**PROBLEM A**
Select every line in the entries below that contains the word "window", and copy each one.

**DOCUMENT PASSAGE**

________________________

Traditional value systems

The significance of the child within the family unit can be determined by the “utility value” parents attribute to the child.

The way parents bring up their children, their values and attitudes, the reciprocal rights of negotiation between parents and children, etc. are reflected in this “utility value”. Varming (1988) supplies examples of this.

Utility values can vary greatly, both on the social and personal level, but are primarily intended to support parents’ desire to fulfil certain needs, ranging from emotional compensation to the certainty that later on in life the child will learn to take part in obligatory activities (most definitely not free play) which the parents will be proud of.

Regardless of how children have been regarded back in history, there is a certain pattern in the conditions under which children live, i.e. that in any society children are required to act in a way which corresponds to that particular society’s needs and requirements.

This connection between the type of society in which they live and children’s activities in the transitional phases between one social structure and another will always cause family problems and conflicts simply because the task of deciding what is the most correct, most useful and most sensible course of action is far from easy.

For example, around the turn of the century, the conflict between the need for children to work and the need for them to go to school was problematic because, among other things, many families needed the children’s earnings to ensure their economic survival.

In transitional periods, many of the existing, natural and apparently eternally valid social balances and conventions are disrupted and new ones occur and have to be learned by the society’s children and adults.

This applies, of course, also to toys and play. Increased competition and tougher demands for education make parents sceptical of the utility value of play and the significance of toys, even for very young children.

________________________

**RECORDS FOR THE EXERCISE**

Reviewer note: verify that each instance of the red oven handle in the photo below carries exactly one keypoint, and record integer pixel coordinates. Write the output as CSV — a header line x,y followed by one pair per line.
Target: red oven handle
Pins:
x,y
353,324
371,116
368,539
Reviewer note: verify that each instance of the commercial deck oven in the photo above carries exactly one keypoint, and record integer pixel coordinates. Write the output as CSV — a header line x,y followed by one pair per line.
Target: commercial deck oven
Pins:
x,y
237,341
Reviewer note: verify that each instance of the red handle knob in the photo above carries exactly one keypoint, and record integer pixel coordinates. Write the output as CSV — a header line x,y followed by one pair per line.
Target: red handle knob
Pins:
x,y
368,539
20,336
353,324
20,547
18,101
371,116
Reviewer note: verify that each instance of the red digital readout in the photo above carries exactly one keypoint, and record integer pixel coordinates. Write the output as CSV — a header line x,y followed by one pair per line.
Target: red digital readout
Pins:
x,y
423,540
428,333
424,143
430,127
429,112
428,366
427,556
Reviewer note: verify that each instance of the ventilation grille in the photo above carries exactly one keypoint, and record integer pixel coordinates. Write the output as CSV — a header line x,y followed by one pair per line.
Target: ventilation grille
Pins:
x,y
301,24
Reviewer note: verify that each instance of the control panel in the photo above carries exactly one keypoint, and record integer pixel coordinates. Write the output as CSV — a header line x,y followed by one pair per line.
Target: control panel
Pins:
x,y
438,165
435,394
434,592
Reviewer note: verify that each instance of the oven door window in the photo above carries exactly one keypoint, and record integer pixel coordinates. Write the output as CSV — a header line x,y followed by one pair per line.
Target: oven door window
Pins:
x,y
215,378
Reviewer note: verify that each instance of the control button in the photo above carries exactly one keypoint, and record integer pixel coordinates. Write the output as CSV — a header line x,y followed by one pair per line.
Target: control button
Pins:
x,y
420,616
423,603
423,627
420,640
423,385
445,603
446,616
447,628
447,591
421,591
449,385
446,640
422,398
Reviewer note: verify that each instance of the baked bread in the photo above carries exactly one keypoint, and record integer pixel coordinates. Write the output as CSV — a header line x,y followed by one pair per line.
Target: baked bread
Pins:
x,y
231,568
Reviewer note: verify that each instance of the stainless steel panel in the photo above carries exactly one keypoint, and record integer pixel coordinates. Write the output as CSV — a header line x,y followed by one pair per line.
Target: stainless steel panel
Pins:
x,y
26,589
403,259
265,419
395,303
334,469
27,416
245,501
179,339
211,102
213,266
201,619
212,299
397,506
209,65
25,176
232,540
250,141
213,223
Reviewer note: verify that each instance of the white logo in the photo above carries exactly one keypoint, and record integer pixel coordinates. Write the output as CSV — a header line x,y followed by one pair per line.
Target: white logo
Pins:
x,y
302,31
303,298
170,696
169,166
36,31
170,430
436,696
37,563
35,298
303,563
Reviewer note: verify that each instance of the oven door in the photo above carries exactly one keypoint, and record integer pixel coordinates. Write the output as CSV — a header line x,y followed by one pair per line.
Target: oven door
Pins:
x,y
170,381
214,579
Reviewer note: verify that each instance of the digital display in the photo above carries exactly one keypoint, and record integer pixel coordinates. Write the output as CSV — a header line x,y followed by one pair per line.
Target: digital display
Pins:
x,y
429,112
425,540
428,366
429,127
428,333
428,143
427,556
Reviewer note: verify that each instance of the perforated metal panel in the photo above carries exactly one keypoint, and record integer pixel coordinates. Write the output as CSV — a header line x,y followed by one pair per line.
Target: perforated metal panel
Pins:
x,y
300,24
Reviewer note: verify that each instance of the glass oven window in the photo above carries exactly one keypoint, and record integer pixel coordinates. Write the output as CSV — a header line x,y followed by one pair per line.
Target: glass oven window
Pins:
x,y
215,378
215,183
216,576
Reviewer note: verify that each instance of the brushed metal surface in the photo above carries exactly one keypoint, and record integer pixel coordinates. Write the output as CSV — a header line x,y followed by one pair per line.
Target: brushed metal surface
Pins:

________________________

**PROBLEM B**
According to the passage on traditional value systems, what makes parents skeptical of the utility value of play?

**TASK RESPONSE A**
Reviewer note: verify that each instance of the oven door window in the photo above carries exactly one keypoint, and record integer pixel coordinates. Write the output as CSV — a header line x,y followed by one pair per line.
Target: oven door window
Reviewer note: verify that each instance of the glass oven window in the photo above carries exactly one keypoint, and record integer pixel coordinates. Write the output as CSV — a header line x,y followed by one pair per line.
Target: glass oven window

**TASK RESPONSE B**
Increased competition and tougher demands for education.